*CO NALEŻY ZROBIĆ:*
Zredaguj wszystkie poniższe wpisy, zamieniając każde wystąpienie "electric wire" na "power line" i zostawiając resztę bez zmian. Obrazy pomiń w odpowiedzi.

(Zapisane wpisy danych)
########

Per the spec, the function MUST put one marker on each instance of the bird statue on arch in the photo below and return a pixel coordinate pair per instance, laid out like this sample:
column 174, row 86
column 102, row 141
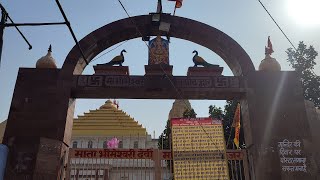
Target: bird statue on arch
column 117, row 60
column 197, row 60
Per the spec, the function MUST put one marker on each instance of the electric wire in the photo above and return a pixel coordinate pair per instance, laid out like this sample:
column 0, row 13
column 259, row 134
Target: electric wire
column 277, row 24
column 167, row 77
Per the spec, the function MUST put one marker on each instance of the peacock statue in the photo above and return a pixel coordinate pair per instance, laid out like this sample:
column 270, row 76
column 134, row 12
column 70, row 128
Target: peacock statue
column 197, row 60
column 117, row 60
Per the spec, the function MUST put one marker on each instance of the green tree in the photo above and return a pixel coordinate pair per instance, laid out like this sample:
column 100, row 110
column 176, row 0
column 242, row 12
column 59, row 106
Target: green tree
column 226, row 116
column 303, row 61
column 164, row 138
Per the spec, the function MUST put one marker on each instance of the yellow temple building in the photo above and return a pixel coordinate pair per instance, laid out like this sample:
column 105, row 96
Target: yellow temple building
column 94, row 128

########

*WYNIK ZADANIA:*
Per the spec, the function MUST put one marker on each instance of the bird statue on arch in the photo below and return a pixel coordinate pair per instance, laid out like this sample:
column 174, row 86
column 102, row 141
Target: bird statue on arch
column 117, row 60
column 197, row 60
Per the spec, the function MUST put one marker on each instance of the power line in the photo above and return a pixel coordinate pair per instance, laid out like this sample:
column 0, row 13
column 259, row 134
Target: power line
column 277, row 24
column 167, row 77
Per the spec, the function MUST put one marker on each instance of the peacock statue in the photo above and return a pixel coordinate pair per instance, laid out like this sample:
column 270, row 76
column 134, row 12
column 70, row 128
Target: peacock statue
column 197, row 60
column 117, row 60
Per the spec, the function MUST put one marker on each instance of the green tree in the photo above and return a pixel coordinate pair per instance, laid out like this sample:
column 100, row 110
column 176, row 0
column 242, row 12
column 59, row 106
Target: green tree
column 226, row 116
column 303, row 61
column 164, row 138
Per the spec, the function MUST put one marker on each instance of the yellow temple building in the photo above and return a pixel coordinate pair per instance, laid out like this sample:
column 105, row 96
Target: yellow temple building
column 94, row 128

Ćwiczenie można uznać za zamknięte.